Required task: In the records below, locate the line containing "Objective — for every instance of the parked", then output that line and all later lines exactly, through the last one.

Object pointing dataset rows
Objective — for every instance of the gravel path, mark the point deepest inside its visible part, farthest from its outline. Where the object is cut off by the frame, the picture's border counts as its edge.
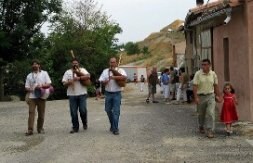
(148, 133)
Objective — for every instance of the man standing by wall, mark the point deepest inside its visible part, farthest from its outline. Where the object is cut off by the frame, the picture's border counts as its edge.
(109, 78)
(77, 93)
(36, 80)
(152, 82)
(205, 89)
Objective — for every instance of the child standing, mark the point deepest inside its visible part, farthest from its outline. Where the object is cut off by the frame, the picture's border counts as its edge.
(228, 112)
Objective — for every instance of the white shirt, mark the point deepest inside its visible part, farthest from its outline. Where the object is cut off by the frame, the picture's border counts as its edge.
(33, 79)
(76, 89)
(112, 86)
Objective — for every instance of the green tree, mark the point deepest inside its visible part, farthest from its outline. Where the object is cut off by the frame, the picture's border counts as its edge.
(132, 48)
(20, 20)
(145, 50)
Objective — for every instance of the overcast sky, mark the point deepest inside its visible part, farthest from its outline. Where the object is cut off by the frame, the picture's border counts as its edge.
(139, 18)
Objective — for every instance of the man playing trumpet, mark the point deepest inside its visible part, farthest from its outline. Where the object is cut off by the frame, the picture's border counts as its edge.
(111, 77)
(77, 93)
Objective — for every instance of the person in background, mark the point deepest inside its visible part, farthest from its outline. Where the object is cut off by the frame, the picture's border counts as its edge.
(135, 79)
(189, 91)
(77, 94)
(142, 82)
(37, 79)
(182, 86)
(165, 82)
(205, 90)
(152, 82)
(97, 85)
(172, 85)
(109, 78)
(228, 112)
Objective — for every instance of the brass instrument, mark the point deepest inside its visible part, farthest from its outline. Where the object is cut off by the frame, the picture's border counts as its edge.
(84, 80)
(121, 83)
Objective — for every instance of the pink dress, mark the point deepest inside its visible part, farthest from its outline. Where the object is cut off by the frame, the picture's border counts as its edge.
(228, 112)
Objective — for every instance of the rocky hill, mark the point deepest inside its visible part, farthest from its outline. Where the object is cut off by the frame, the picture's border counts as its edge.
(159, 45)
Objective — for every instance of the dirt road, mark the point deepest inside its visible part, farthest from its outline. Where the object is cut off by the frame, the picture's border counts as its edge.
(148, 133)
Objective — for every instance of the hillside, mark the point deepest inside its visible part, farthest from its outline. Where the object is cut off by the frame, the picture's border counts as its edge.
(159, 45)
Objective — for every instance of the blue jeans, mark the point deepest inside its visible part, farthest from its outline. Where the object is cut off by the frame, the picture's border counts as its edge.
(75, 103)
(112, 108)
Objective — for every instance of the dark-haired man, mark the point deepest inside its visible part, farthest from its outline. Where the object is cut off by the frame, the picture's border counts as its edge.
(77, 94)
(109, 78)
(37, 79)
(205, 89)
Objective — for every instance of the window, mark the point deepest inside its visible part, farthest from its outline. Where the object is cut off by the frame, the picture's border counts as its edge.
(226, 59)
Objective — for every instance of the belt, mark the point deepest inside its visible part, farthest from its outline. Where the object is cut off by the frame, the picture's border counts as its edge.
(202, 94)
(112, 92)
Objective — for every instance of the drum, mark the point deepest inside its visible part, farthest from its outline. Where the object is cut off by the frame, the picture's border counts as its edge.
(43, 93)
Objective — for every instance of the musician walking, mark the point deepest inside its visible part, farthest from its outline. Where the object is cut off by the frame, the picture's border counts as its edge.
(77, 94)
(37, 79)
(110, 78)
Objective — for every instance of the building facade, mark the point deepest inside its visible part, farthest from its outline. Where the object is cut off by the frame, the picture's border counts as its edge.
(223, 32)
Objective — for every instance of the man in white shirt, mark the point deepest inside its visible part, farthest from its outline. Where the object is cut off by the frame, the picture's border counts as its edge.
(109, 78)
(35, 81)
(77, 93)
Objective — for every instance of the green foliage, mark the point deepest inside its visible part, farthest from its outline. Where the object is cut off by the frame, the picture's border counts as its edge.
(19, 22)
(132, 48)
(85, 29)
(145, 50)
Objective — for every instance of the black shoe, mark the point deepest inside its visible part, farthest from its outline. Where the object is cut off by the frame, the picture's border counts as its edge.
(115, 132)
(73, 131)
(41, 131)
(29, 133)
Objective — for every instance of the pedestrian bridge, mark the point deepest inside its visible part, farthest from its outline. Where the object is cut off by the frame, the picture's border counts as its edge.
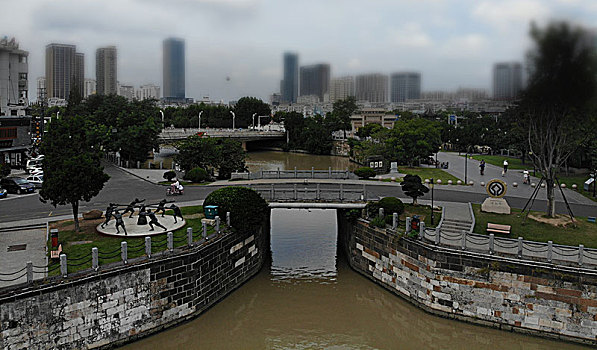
(244, 135)
(314, 196)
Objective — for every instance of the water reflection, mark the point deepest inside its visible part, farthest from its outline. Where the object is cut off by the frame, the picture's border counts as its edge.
(308, 301)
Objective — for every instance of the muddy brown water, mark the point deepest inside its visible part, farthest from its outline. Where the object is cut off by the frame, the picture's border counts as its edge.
(309, 298)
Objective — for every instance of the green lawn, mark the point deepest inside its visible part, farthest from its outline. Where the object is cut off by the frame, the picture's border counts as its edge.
(513, 163)
(77, 246)
(429, 173)
(584, 232)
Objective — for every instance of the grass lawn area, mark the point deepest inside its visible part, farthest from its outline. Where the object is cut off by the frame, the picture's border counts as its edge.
(428, 173)
(424, 213)
(77, 246)
(584, 232)
(513, 163)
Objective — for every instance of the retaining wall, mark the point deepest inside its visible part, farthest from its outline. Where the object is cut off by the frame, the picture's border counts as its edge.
(113, 307)
(527, 297)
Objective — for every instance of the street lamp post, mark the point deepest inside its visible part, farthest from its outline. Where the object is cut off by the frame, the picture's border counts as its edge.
(432, 213)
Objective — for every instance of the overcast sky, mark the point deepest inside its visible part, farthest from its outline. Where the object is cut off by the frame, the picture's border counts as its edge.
(452, 43)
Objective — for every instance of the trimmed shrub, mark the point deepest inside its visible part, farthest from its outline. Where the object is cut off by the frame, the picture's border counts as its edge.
(391, 205)
(248, 210)
(169, 175)
(196, 175)
(364, 172)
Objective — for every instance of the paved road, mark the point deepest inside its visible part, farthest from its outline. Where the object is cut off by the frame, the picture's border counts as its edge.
(123, 187)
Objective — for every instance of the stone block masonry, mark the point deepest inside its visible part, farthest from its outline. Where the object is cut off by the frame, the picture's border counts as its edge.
(513, 295)
(113, 307)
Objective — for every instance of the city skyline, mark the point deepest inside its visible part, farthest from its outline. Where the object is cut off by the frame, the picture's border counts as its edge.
(234, 46)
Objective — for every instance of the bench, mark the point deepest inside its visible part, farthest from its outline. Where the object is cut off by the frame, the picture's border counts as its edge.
(55, 254)
(496, 228)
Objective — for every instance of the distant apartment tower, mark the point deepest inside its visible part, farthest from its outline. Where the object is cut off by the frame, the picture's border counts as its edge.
(106, 70)
(65, 68)
(341, 88)
(405, 86)
(372, 87)
(174, 69)
(90, 87)
(507, 80)
(148, 91)
(127, 91)
(14, 71)
(289, 85)
(315, 81)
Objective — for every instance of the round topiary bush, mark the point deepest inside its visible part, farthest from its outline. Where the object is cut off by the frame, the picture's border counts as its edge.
(169, 175)
(196, 175)
(247, 208)
(391, 205)
(364, 172)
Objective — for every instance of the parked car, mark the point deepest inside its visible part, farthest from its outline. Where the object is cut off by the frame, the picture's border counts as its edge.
(36, 179)
(17, 185)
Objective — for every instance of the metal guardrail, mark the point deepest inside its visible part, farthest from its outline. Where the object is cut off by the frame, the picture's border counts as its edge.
(509, 247)
(313, 192)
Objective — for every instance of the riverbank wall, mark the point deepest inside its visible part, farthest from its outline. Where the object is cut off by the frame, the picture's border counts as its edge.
(526, 297)
(111, 307)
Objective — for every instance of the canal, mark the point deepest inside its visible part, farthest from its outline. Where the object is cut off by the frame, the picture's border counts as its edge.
(308, 297)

Exercise response:
Objective — for every instance of the parked car, mark the point deepest inside its visible part, farthest from its outline. Where the object is cut off by the frame, the picture's border counts as its edge.
(36, 179)
(17, 185)
Objective — for every instance of the metal guardrail, mark the point deepest inside its visible part, farthest from its outline. Where the object is cut off by the frame, the picture's border counts as its edge.
(509, 247)
(313, 192)
Objective — for every instance of the riverbank wall, mark the point deepest inside its visible part, farthest from its outline. Where the object is cut off by the frame, the picture's border counts as its edge.
(526, 297)
(111, 307)
Objective — for every instance of the canal, mark the point deepest inside its visible part, farthest from its outline. Where the object is cut off by the frame, the picture's border counts as its edge.
(308, 297)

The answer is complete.